## Texto citado
▼
Então como é que o Brasil aparece nesta história? Qual o motivo para associá-lo, ainda que de forma bastante elegante, à divergência da norma culta? É bem verdade que a consultora deixou claro que este fenômeno é comum em todas as línguas românicas, mas a mensagem da rebeldia brasileira em relação à norma culta ficou lá. Uma vez que não há nenhuma ligação aparente da consulente ao Brasil, e este foi usado como exemplo para a resposta, seria de imaginar que não houvesse aqui em Portugal qualquer hipótese de existência de exemplos deste tipo específico de rebeldia.
De fato, eu falaria sem pestanejar «o trem correu rápido», mas os portugueses não falariam? Para mim é tão claro que a consulente não é brasileira, que a resposta soou-me como a constatação definitiva de que apenas nós poderíamos ter realmente cometido tal heresia e que a colaboradora tinha sido muito indulgente conosco; rebeldes brazucas.
▲
## O que se pede
- A) No texto sobre o Brasil e a norma culta, segundo a consultora, em que línguas esse fenômeno é comum?
- B) Dê sequência ao texto sobre o Brasil e a norma culta a partir da última frase apresentada.
Os registros são um material à parte, sem ligação com o texto citado.

Entradas retiradas de uma coleção:
▼
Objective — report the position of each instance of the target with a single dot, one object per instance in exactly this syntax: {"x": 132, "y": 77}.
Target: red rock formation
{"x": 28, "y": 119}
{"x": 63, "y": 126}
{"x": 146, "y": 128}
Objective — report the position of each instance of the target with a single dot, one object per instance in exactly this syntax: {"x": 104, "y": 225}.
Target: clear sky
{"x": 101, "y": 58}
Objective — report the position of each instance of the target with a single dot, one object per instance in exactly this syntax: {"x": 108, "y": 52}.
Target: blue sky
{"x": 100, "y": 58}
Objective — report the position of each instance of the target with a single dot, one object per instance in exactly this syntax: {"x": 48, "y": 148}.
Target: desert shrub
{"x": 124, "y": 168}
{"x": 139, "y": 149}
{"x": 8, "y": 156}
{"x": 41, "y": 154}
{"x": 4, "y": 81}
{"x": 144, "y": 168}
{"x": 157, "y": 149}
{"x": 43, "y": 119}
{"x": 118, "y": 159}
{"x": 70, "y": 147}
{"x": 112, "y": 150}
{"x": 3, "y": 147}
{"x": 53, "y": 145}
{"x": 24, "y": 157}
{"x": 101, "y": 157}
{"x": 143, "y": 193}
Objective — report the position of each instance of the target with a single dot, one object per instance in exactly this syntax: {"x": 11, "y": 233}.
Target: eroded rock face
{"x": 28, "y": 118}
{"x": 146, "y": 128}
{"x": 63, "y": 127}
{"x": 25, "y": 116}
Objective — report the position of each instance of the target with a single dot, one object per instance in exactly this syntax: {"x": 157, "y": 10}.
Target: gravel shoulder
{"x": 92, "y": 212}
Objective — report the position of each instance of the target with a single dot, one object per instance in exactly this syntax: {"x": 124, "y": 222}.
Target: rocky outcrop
▲
## Respostas por tarefa
- A) Em todas as línguas românicas.

- B)
Já havia entregue os pontos quando ouvi alto e claro na televisão: «Gostei imenso da tua visita!». Meu Deus, como eu podia ter-me esquecido. Assim que cheguei a Lisboa, em junho deste ano, naqueles primeiros dias de adaptação dos ouvidos à maneira lisboeta de falar, uma das coisas que impressiou-me "imenso" foi justamente o uso freqüente, até exaustivo, da palavra "imenso" ao invés de "imensamente". Ouvi-a diversas vezes na televisão e pessoalmente. Li-a freqüentemente em jornais e anúncios publicitários.
Tantas foram as vezes, que acabei assimilando o seu uso e esqueci ter-me parecido tão flagrantemente mal empregada aos meus ouvidos brasileiros. Lembro-me de ter comentado com minha esposa que jamais um brasileiro falaria assim. Este é mais um motivo para acreditar que a colaboradora não tenha feito por leviandade, visto que é obviamente mais fácil detectar rebeldias alheias, tal qual fiz eu nos primeiros dias aqui.
Para dirimir minhas dúvidas, fui direto ao Google e digitei sem hesitação a pesquisa «correr rápido», apenas respostas em endereços terminados por "pt" (a consulta fica assim: «correr rápido» site:.pt), e o resultado foi 44 páginas. Apontei para a próxima: «conduzir rápido» e o resultado foi 27 páginas. Mais uma vez e, desta, melhorei a pontaria: «andar rápido», agora sim, 700 páginas. Definitivamente, descontando os casos em que "andar" era substantivo, os portugueses, pelo menos aqueles que usam a "internet", usam o "rápido" em lugar do "rapidamente".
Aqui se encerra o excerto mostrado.